▶ [Prompt]:
Omitting all pictures, print the lines of the listing from the one containing "Place a point on every instance of the hood in" through the final line, both ends included, with no other text.

▶ [Input]:

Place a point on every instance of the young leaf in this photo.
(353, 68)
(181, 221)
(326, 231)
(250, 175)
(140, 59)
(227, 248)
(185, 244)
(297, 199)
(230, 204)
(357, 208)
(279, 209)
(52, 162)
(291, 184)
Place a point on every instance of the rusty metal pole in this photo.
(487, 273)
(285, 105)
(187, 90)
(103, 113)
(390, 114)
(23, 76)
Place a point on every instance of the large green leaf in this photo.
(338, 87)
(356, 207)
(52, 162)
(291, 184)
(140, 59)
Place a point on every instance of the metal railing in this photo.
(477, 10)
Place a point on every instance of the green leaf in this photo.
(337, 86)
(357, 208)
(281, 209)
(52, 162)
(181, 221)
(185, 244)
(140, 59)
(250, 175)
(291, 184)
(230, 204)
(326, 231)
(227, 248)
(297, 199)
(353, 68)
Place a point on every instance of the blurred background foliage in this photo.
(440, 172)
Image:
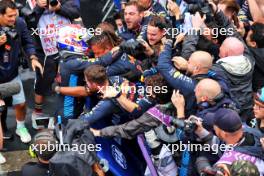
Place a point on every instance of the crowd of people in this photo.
(179, 72)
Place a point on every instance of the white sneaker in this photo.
(23, 134)
(2, 159)
(35, 116)
(44, 120)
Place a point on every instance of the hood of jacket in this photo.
(236, 65)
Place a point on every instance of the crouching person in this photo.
(39, 149)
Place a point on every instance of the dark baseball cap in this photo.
(227, 120)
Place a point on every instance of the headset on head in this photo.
(45, 134)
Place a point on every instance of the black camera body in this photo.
(201, 6)
(10, 32)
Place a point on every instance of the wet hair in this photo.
(4, 4)
(135, 3)
(96, 74)
(258, 34)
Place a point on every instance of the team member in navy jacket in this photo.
(13, 36)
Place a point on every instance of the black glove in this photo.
(132, 47)
(73, 129)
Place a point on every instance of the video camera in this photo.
(189, 126)
(201, 6)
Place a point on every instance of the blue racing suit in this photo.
(71, 72)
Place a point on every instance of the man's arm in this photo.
(176, 79)
(256, 9)
(78, 91)
(103, 109)
(69, 9)
(26, 38)
(132, 128)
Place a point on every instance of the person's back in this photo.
(237, 69)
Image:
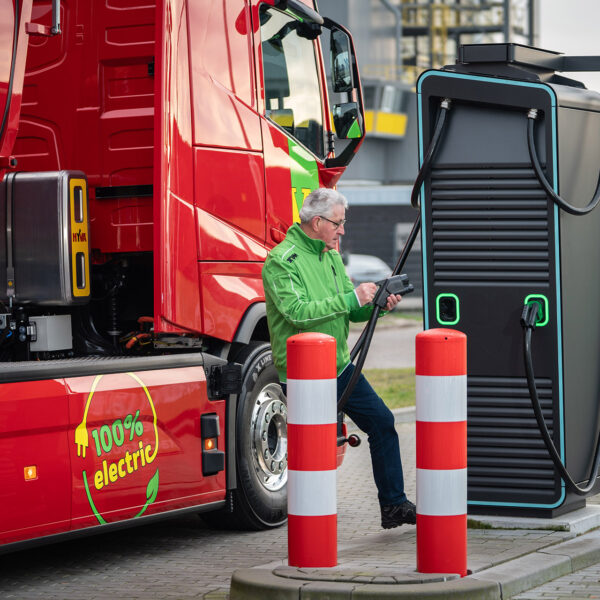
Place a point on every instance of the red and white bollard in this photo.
(312, 450)
(441, 409)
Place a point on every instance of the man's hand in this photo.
(365, 293)
(392, 301)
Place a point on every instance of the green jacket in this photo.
(307, 289)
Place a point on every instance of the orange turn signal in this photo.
(30, 473)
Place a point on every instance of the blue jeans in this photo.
(373, 417)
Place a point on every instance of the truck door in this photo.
(13, 46)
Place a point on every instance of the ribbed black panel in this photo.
(507, 457)
(489, 227)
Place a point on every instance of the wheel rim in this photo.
(269, 437)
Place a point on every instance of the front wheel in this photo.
(260, 499)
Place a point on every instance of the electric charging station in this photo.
(493, 241)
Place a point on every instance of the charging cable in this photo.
(361, 348)
(528, 321)
(572, 210)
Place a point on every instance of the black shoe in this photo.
(398, 514)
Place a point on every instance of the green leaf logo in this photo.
(152, 489)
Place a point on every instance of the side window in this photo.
(292, 90)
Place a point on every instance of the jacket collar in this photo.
(298, 237)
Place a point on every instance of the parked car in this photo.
(365, 267)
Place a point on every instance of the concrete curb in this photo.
(496, 583)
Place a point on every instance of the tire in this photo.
(260, 500)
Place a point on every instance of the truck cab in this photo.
(151, 155)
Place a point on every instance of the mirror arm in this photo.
(346, 156)
(300, 9)
(350, 150)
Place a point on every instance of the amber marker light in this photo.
(30, 473)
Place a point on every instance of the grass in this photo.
(395, 386)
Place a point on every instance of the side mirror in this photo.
(347, 120)
(341, 65)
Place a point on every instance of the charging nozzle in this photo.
(529, 315)
(397, 284)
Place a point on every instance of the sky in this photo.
(571, 27)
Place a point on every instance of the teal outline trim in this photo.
(437, 308)
(536, 298)
(552, 95)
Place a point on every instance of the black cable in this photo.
(12, 72)
(429, 155)
(535, 401)
(361, 348)
(572, 210)
(412, 236)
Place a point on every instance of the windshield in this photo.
(292, 90)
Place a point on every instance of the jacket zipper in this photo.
(335, 279)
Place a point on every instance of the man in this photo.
(307, 289)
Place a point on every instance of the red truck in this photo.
(151, 154)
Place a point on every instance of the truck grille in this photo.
(489, 227)
(507, 459)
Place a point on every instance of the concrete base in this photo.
(501, 581)
(578, 521)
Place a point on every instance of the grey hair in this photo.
(320, 202)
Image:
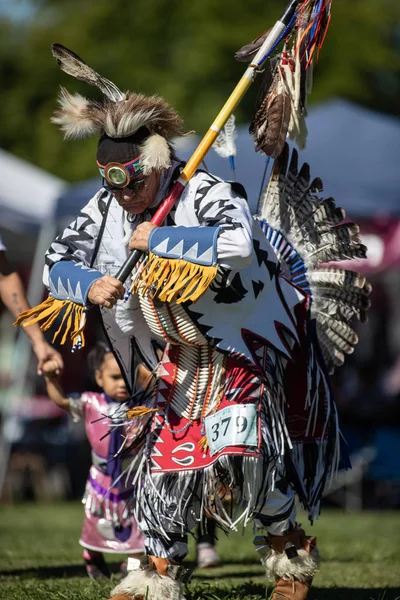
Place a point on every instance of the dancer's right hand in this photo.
(106, 291)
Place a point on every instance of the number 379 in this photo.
(222, 427)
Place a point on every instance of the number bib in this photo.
(234, 425)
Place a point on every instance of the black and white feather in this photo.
(73, 65)
(308, 232)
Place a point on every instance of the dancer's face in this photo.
(136, 201)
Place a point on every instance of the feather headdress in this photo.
(118, 115)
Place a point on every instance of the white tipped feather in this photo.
(225, 144)
(156, 154)
(74, 116)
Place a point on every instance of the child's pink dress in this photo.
(108, 525)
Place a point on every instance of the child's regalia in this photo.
(251, 319)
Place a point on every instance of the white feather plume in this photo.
(225, 144)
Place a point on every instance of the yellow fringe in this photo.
(174, 279)
(203, 443)
(139, 411)
(71, 326)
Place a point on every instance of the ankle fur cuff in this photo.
(301, 568)
(150, 585)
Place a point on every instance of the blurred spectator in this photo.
(13, 295)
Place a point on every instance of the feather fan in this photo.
(281, 107)
(314, 233)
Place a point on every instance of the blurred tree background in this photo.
(181, 50)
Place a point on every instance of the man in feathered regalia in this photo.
(242, 402)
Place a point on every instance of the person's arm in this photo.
(224, 235)
(13, 296)
(67, 271)
(53, 386)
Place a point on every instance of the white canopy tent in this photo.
(28, 201)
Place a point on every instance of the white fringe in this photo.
(301, 568)
(149, 585)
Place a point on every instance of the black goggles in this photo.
(117, 176)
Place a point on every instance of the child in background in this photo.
(107, 526)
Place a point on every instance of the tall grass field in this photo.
(40, 558)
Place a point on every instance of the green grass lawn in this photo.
(41, 559)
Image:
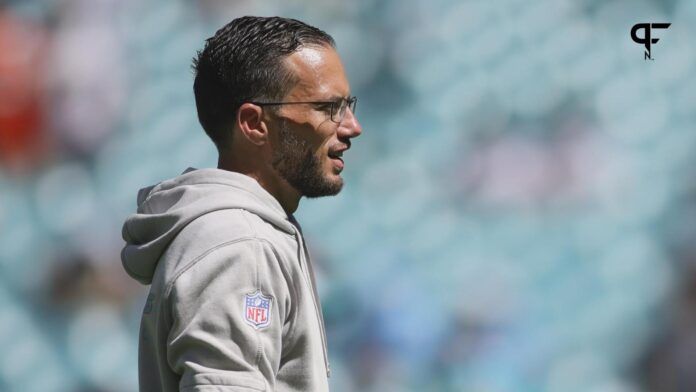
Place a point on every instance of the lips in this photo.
(337, 157)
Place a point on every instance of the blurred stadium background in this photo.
(519, 215)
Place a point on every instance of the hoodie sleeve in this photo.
(228, 312)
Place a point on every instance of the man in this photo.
(233, 304)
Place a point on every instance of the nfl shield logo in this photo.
(257, 309)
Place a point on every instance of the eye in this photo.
(325, 107)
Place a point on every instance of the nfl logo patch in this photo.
(257, 309)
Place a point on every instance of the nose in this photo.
(349, 127)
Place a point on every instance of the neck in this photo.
(281, 190)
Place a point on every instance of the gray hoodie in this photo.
(232, 303)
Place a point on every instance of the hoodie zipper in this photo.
(320, 319)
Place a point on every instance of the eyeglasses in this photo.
(337, 108)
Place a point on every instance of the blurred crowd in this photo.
(519, 213)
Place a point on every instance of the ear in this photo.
(251, 124)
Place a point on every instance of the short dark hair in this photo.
(242, 62)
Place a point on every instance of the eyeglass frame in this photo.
(351, 102)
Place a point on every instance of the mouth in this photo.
(337, 158)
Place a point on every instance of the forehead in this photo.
(319, 72)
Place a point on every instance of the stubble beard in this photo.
(295, 161)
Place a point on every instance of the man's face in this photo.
(307, 145)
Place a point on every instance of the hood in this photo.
(167, 207)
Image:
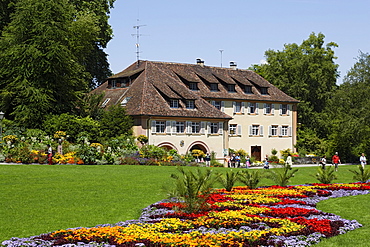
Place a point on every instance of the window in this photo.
(105, 102)
(264, 91)
(114, 83)
(284, 109)
(213, 128)
(233, 129)
(253, 108)
(273, 130)
(193, 86)
(284, 130)
(189, 104)
(231, 88)
(174, 103)
(160, 126)
(238, 107)
(269, 109)
(214, 87)
(247, 89)
(195, 127)
(256, 130)
(180, 127)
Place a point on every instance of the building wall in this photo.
(223, 140)
(243, 139)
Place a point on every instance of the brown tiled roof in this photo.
(153, 84)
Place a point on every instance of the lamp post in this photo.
(1, 123)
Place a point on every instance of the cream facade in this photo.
(193, 106)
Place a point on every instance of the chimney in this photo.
(233, 65)
(200, 62)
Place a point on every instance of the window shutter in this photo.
(188, 127)
(220, 128)
(261, 130)
(173, 129)
(202, 128)
(153, 126)
(168, 127)
(281, 109)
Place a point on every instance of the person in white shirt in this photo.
(363, 160)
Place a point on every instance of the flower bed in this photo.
(269, 216)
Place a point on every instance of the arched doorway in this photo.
(200, 146)
(168, 146)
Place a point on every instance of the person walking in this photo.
(363, 160)
(336, 161)
(247, 161)
(289, 161)
(237, 161)
(208, 160)
(323, 162)
(50, 154)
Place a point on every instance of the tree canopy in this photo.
(50, 52)
(306, 72)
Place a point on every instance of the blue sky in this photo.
(182, 31)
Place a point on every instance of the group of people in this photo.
(336, 161)
(234, 161)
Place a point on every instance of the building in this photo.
(194, 106)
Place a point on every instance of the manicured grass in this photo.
(37, 199)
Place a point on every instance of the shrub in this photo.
(282, 176)
(325, 176)
(228, 179)
(362, 174)
(250, 178)
(193, 188)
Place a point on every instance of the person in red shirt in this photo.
(336, 160)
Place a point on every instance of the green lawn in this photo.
(37, 199)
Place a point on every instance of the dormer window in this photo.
(124, 101)
(193, 86)
(174, 103)
(214, 87)
(264, 91)
(114, 83)
(247, 89)
(105, 102)
(231, 88)
(190, 104)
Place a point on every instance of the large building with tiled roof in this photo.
(194, 106)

▶ [Solution below]:
Place a point on every instance of the hood in this photo.
(167, 207)
Image:
Place a point on every instance of the window in this photo.
(105, 102)
(264, 91)
(114, 83)
(284, 109)
(213, 128)
(233, 129)
(253, 108)
(273, 130)
(193, 86)
(284, 130)
(189, 104)
(231, 88)
(174, 103)
(160, 126)
(238, 107)
(269, 109)
(214, 87)
(247, 89)
(195, 127)
(256, 130)
(180, 127)
Place a point on every instance of the building wall in this photo.
(223, 140)
(243, 139)
Place a point on every instance of the brown tiled roof in this photo.
(153, 84)
Place a point on every instance of the lamp post in this photo.
(1, 123)
Place a point on every instance of the cream facade in this photo.
(193, 106)
Place a point on every instance of the chimney in this photo.
(233, 65)
(200, 62)
Place a point on every instance of the window shutter in this photo.
(188, 127)
(220, 128)
(261, 130)
(173, 129)
(202, 128)
(153, 126)
(168, 127)
(281, 109)
Place a point on every instance of the person in white shirt in this photo.
(363, 160)
Place a point on every instance of the flower bed in this photo.
(269, 216)
Place a point on every instance of the arched doorway in this photo.
(200, 146)
(168, 146)
Place a point on every instance of the person walking in this photo.
(363, 160)
(336, 161)
(247, 161)
(289, 161)
(237, 161)
(208, 160)
(323, 162)
(50, 154)
Place a point on every instance of the tree canopy in this photo.
(50, 52)
(306, 72)
Place a point on every instance of the blue sky in this photo.
(182, 31)
Place a point on every instance of the group of people in this photo.
(336, 161)
(234, 161)
Place a point on every instance of the building in this photo.
(194, 106)
Place a point on every instance of the manicured grass in this photo.
(37, 199)
Place a point on every instance of the shrub in this photo.
(282, 176)
(325, 176)
(228, 179)
(362, 174)
(250, 178)
(193, 188)
Place a point on every instance of the person in red shirt in this photo.
(336, 160)
Place a point on every instance of the green lawn in this photo.
(37, 199)
Place a point on every instance of the dormer window in this photo.
(124, 101)
(193, 86)
(174, 103)
(214, 87)
(264, 91)
(114, 83)
(247, 89)
(105, 102)
(231, 88)
(190, 104)
Place a point on every instance of the large building with tiled roof in this photo.
(194, 106)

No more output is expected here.